**TEXTE EXTRAIT**.
------------------------
Transparence dans les négociations avec le Mercosur

Aujourd’hui démarre à Genève un nouveau tour de négociation de l’accord entre les pays de l’AELE (dont la Suisse) et le Mercosur. Des ONG suisses et uruguayenne demandent aux États parties la transparence des négociations et une étude d’impact sur le développement durable.

Les négociations d’un accord de libre-échange entre les pays de l’AELE, dont la Suisse, et ceux du Mercosur (Argentine, Brésil, Paraguay, Uruguay) ont démarré en juin 2017 dans la plus grande opacité. Les textes de négociation ne sont pas publics, si bien que les citoyens, les parlementaires et la société civile des pays concernés ne savent pas ce que leurs gouvernements sont en train de négocier. Pour la plupart, ils ne savent même pas que ces négociations ont lieu. Pourtant, un tel accord pourrait avoir un impact énorme sur de larges secteurs de la population.

Alliance Sud, Public Eye, Swissaid, la Fédération romande des consommateurs et Friends of the Earth Uruguay demandent aux partenaires de négociation de:

  • Communiquer régulièrement sur l’état des négociations. Les secteurs de la population potentiellement affectés doivent impérativement être consultés sur le contenu de l’accord.
  • Réaliser une étude d’impact sur le développement durable et les droits humains et mettre en place un processus pour assurer le suivi de l’impact économique de l’accord avant la conclusion des négociations, comme demandé notamment, en Suisse, par la Commission de gestion du Conseil national pour tous les accords de libre-échange. Une telle étude permettrait de se faire une idée préalable des gagnants et des perdants et de lancer un débat public.

En effet, bien que nous ne connaissions pas les textes des négociations, nous savons par expérience que ce genre d’accords va bien au-delà des questions commerciales et que plusieurs secteurs pourraient être affectés:

  • Agriculture: cet accord risque de profiter surtout aux grandes entreprises agro-industrielles des pays du Mercosur et d’aggraver les problèmes existants en termes de déforestation, expulsion des petits paysans et perte de souveraineté alimentaire dans ces pays, en renforçant encore davantage un modèle agricole orienté vers les exportations. Dans les pays de l’AELE, les paysans seraient aussi pénalisés par des importations de viande, soja et sucre à des prix défiant toute concurrence et répondant à des standards phytosanitaires inférieurs à ceux appliqués en Suisse. Par ailleurs, le renforcement des droits de propriété intellectuelle risquerait de privatiser les semences, rendant beaucoup plus difficile leur échange et commercialisation par les paysans.
  • Santé: le renforcement des droits de propriété intellectuelle sur les médicaments rendrait plus difficile et onéreuse la commercialisation de médicaments génériques dans les pays du Mercosur.
  • Développement productif: les petites et moyennes entreprises du Mercosur risquent d’être pénalisées par les importations industrielles en provenance des pays de l’AELE, ce qui accroîtrait encore le chômage et la crise sociale
  • Marchés publics: dans les pays du Mercosur, l’ouverture des marchés publics et des entreprises d’Etat à la concurrence étrangère va rendre plus difficile le maintien d’une politique publique ciblée sur les besoins de développement.
------------------------
[Données de localisation spatiale]
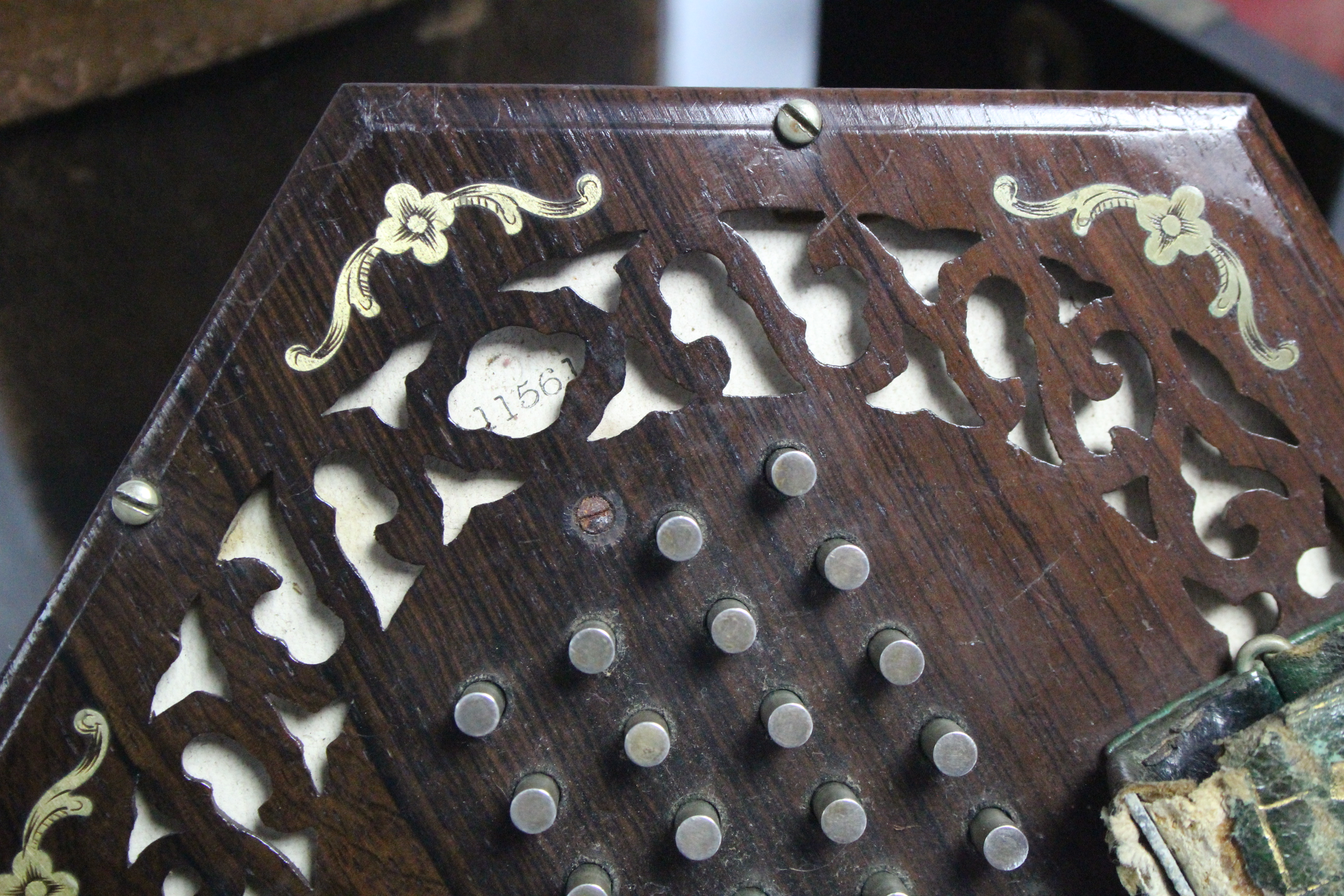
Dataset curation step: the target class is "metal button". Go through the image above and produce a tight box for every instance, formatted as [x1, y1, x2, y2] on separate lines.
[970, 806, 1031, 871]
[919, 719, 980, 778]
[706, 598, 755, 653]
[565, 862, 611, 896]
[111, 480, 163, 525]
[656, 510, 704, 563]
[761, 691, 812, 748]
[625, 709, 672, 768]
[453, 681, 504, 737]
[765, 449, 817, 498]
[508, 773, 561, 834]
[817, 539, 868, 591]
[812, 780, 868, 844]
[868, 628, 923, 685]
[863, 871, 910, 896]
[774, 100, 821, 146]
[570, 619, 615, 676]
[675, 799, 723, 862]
------------------------
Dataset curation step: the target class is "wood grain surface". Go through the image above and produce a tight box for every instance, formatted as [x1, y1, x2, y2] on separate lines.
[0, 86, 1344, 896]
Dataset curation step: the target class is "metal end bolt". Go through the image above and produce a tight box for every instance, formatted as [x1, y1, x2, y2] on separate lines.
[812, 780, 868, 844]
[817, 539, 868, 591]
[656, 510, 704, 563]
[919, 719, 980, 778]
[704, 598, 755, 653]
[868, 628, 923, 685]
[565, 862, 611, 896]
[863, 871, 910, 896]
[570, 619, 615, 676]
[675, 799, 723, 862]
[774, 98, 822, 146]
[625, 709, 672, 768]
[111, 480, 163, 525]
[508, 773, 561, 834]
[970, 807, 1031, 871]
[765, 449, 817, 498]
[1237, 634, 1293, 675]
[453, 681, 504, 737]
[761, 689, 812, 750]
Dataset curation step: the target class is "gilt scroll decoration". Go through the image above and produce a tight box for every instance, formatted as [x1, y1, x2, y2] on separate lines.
------------------------
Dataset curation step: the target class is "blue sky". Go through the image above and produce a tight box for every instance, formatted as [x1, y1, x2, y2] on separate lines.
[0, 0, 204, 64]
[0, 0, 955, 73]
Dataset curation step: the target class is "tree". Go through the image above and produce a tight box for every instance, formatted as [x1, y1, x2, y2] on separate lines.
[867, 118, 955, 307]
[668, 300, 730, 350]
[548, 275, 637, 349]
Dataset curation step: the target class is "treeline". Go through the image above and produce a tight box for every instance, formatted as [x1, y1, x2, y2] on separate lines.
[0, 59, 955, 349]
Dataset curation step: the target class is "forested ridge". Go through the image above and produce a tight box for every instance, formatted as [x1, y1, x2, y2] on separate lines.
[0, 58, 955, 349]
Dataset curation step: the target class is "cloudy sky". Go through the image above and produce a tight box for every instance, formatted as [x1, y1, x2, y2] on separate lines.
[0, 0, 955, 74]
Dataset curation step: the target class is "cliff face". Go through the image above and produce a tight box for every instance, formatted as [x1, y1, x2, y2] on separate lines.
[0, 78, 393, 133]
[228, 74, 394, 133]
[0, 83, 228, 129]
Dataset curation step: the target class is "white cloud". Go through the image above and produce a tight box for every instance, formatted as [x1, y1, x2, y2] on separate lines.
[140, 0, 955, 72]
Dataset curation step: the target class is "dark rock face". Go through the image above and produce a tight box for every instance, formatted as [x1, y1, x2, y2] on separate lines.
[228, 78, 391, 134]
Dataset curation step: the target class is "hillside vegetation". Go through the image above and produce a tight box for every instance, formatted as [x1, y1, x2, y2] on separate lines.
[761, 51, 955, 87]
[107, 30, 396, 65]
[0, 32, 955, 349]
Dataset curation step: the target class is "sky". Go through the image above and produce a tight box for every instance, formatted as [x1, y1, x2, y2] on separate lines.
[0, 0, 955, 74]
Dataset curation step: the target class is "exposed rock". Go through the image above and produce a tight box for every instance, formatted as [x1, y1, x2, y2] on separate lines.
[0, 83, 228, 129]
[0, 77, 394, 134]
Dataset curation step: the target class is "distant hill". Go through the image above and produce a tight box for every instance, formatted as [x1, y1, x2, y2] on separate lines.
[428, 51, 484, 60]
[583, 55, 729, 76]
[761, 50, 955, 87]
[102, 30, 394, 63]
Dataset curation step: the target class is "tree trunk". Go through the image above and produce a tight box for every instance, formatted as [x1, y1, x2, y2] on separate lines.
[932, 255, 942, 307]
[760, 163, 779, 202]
------------------------
**À VOUS**. Extrayez tel quel, dans le texte sur les négociations avec le Mercosur, le passage qui va de « Transparence dans les » jusqu'à « le développement durable. » inclus.

**SOLUTION RÉDIGÉE**.
Transparence dans les négociations avec le Mercosur

Aujourd’hui démarre à Genève un nouveau tour de négociation de l’accord entre les pays de l’AELE (dont la Suisse) et le Mercosur. Des ONG suisses et uruguayenne demandent aux États parties la transparence des négociations et une étude d’impact sur le développement durable.